# What you are asked to do:
List every line of the lines below that contains the word "maroon".

# Supplied information:
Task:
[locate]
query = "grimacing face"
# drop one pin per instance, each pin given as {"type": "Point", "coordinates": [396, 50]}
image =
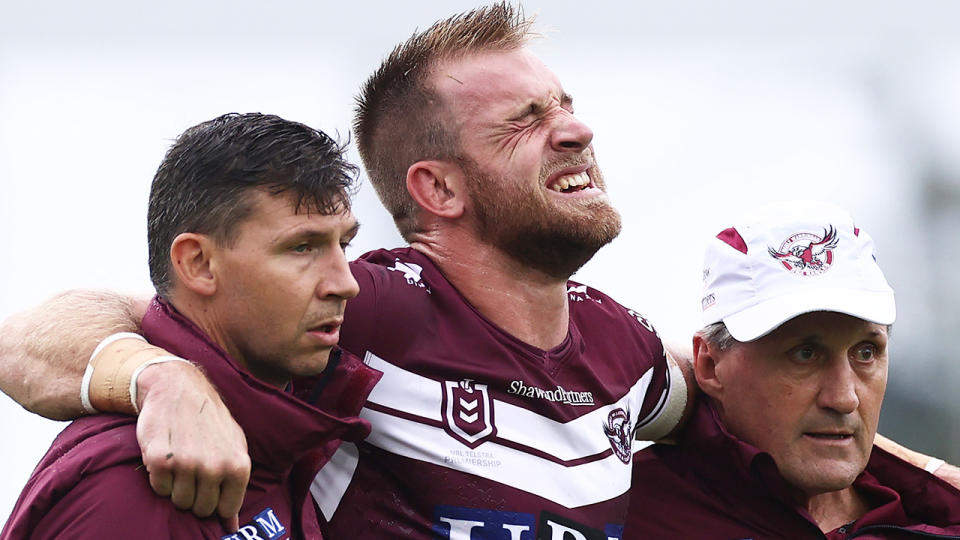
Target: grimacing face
{"type": "Point", "coordinates": [282, 288]}
{"type": "Point", "coordinates": [536, 191]}
{"type": "Point", "coordinates": [809, 394]}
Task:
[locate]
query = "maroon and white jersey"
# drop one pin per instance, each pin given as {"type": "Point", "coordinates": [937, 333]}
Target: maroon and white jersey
{"type": "Point", "coordinates": [476, 434]}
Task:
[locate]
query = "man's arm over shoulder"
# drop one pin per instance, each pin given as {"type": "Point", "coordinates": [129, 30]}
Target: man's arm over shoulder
{"type": "Point", "coordinates": [44, 350]}
{"type": "Point", "coordinates": [194, 451]}
{"type": "Point", "coordinates": [682, 390]}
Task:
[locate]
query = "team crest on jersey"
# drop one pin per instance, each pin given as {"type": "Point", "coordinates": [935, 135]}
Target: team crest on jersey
{"type": "Point", "coordinates": [619, 430]}
{"type": "Point", "coordinates": [641, 319]}
{"type": "Point", "coordinates": [579, 294]}
{"type": "Point", "coordinates": [806, 253]}
{"type": "Point", "coordinates": [411, 272]}
{"type": "Point", "coordinates": [468, 412]}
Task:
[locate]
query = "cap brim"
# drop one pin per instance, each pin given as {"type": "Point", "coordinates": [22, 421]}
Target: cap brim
{"type": "Point", "coordinates": [761, 319]}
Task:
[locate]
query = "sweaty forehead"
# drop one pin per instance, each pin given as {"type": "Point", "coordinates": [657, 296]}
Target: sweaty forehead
{"type": "Point", "coordinates": [496, 79]}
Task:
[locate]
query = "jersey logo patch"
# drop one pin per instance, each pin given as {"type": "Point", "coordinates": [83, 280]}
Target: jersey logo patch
{"type": "Point", "coordinates": [468, 412]}
{"type": "Point", "coordinates": [806, 253]}
{"type": "Point", "coordinates": [263, 526]}
{"type": "Point", "coordinates": [619, 430]}
{"type": "Point", "coordinates": [411, 272]}
{"type": "Point", "coordinates": [458, 523]}
{"type": "Point", "coordinates": [579, 294]}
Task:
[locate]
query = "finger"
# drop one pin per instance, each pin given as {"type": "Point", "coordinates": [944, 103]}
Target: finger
{"type": "Point", "coordinates": [162, 482]}
{"type": "Point", "coordinates": [208, 493]}
{"type": "Point", "coordinates": [231, 495]}
{"type": "Point", "coordinates": [232, 524]}
{"type": "Point", "coordinates": [184, 490]}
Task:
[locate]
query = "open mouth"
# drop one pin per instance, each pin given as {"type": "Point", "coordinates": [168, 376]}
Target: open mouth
{"type": "Point", "coordinates": [325, 328]}
{"type": "Point", "coordinates": [571, 183]}
{"type": "Point", "coordinates": [830, 436]}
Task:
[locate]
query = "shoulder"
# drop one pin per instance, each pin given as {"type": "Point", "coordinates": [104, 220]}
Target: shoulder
{"type": "Point", "coordinates": [92, 484]}
{"type": "Point", "coordinates": [586, 302]}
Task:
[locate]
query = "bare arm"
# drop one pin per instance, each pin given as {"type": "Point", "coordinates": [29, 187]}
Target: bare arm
{"type": "Point", "coordinates": [945, 471]}
{"type": "Point", "coordinates": [44, 350]}
{"type": "Point", "coordinates": [192, 448]}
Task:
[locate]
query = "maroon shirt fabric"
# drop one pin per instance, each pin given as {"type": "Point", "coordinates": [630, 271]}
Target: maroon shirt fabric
{"type": "Point", "coordinates": [477, 435]}
{"type": "Point", "coordinates": [714, 486]}
{"type": "Point", "coordinates": [91, 483]}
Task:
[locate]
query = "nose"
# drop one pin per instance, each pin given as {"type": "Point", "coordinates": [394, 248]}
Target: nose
{"type": "Point", "coordinates": [839, 387]}
{"type": "Point", "coordinates": [570, 134]}
{"type": "Point", "coordinates": [338, 281]}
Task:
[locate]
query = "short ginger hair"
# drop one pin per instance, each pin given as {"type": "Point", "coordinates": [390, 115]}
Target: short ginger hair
{"type": "Point", "coordinates": [400, 119]}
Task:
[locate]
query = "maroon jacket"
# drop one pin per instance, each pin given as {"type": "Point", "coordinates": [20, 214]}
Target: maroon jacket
{"type": "Point", "coordinates": [714, 486]}
{"type": "Point", "coordinates": [91, 483]}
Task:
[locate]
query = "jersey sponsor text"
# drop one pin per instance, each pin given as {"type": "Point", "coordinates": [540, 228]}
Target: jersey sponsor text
{"type": "Point", "coordinates": [558, 395]}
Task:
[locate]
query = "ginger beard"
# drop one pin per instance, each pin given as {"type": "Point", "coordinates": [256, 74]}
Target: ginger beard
{"type": "Point", "coordinates": [550, 232]}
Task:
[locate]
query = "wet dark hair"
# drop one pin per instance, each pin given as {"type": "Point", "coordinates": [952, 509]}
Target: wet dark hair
{"type": "Point", "coordinates": [206, 178]}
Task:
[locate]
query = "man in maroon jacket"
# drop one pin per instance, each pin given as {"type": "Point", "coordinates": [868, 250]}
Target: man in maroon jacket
{"type": "Point", "coordinates": [247, 221]}
{"type": "Point", "coordinates": [793, 366]}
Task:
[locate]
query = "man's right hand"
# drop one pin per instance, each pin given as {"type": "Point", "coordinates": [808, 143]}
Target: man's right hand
{"type": "Point", "coordinates": [193, 449]}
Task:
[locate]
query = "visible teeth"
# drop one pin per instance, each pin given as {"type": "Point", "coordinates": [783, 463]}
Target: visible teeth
{"type": "Point", "coordinates": [573, 180]}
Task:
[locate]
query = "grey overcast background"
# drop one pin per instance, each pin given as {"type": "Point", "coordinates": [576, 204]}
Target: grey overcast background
{"type": "Point", "coordinates": [701, 110]}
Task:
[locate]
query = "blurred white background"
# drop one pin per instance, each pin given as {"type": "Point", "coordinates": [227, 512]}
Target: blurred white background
{"type": "Point", "coordinates": [701, 109]}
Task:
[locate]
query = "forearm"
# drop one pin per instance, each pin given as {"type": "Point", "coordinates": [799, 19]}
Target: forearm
{"type": "Point", "coordinates": [44, 350]}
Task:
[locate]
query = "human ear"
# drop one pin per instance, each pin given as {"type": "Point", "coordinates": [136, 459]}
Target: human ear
{"type": "Point", "coordinates": [705, 367]}
{"type": "Point", "coordinates": [437, 187]}
{"type": "Point", "coordinates": [190, 259]}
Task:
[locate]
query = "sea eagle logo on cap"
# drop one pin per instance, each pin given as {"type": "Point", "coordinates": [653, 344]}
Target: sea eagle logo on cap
{"type": "Point", "coordinates": [807, 254]}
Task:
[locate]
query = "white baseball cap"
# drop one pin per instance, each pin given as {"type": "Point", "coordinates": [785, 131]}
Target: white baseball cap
{"type": "Point", "coordinates": [788, 259]}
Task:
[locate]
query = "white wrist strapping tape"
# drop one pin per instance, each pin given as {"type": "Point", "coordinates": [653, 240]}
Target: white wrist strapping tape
{"type": "Point", "coordinates": [141, 367]}
{"type": "Point", "coordinates": [88, 374]}
{"type": "Point", "coordinates": [933, 465]}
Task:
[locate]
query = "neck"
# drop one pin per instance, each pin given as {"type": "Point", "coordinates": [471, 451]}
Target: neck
{"type": "Point", "coordinates": [200, 312]}
{"type": "Point", "coordinates": [836, 508]}
{"type": "Point", "coordinates": [526, 303]}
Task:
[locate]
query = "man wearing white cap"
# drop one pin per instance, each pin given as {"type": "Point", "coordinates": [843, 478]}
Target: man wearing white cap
{"type": "Point", "coordinates": [792, 362]}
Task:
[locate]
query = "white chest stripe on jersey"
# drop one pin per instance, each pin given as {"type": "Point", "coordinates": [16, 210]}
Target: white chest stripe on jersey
{"type": "Point", "coordinates": [559, 461]}
{"type": "Point", "coordinates": [415, 395]}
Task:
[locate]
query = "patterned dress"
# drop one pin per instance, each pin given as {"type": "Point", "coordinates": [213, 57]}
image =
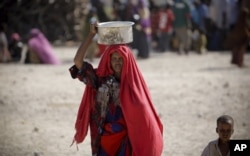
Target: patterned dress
{"type": "Point", "coordinates": [108, 128]}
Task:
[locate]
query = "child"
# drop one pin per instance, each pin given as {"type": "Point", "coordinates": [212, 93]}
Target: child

# Answer in full:
query = "maroon and white jersey"
Target: maroon and white jersey
query = "maroon shirt fabric"
Target: maroon shirt fabric
query = "maroon jacket"
Target: maroon jacket
query = "man in maroon jacket"
Target: man in maroon jacket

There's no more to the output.